Put each line of the records below into a Markdown table with two columns, Row and Line. Number the rows and leave out blank lines.

++++ Records supplied

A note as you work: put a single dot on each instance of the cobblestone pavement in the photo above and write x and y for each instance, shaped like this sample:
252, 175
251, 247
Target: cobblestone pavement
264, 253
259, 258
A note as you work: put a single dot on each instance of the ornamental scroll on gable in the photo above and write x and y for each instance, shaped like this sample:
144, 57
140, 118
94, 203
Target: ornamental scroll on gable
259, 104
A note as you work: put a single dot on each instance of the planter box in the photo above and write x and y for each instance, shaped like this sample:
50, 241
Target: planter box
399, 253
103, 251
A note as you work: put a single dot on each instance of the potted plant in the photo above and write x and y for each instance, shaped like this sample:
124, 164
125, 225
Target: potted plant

++++++++

> _Right answer_
| Row | Line |
|---|---|
| 1 | A note as you work: put a single dot on each instance of the cobblestone pavement in the photo above and write x and y for each instance, shaped like this sample: |
| 2 | 252, 175 |
| 3 | 251, 247 |
| 4 | Target: cobblestone pavement |
| 5 | 264, 253 |
| 6 | 259, 258 |
| 7 | A note as you work: put a single dot on each instance of the ornamental scroll on gable in the photo above and write x and y for each instance, shaped like this sample: |
| 8 | 144, 57 |
| 9 | 140, 118 |
| 10 | 94, 203 |
| 11 | Target: ornamental scroll on gable |
| 12 | 259, 104 |
| 13 | A note as you work: put a single dot on each instance of the planter box in the photo above and write x and y for each instance, shaped like this sample: |
| 14 | 50, 241 |
| 15 | Target: planter box |
| 16 | 399, 253 |
| 17 | 103, 251 |
| 18 | A note as you work: put a single dot on each instance of the potted plant in the photo above and write x and y for each instance, shaped like this sample: |
| 19 | 124, 164 |
| 20 | 125, 225 |
| 21 | Target: potted plant |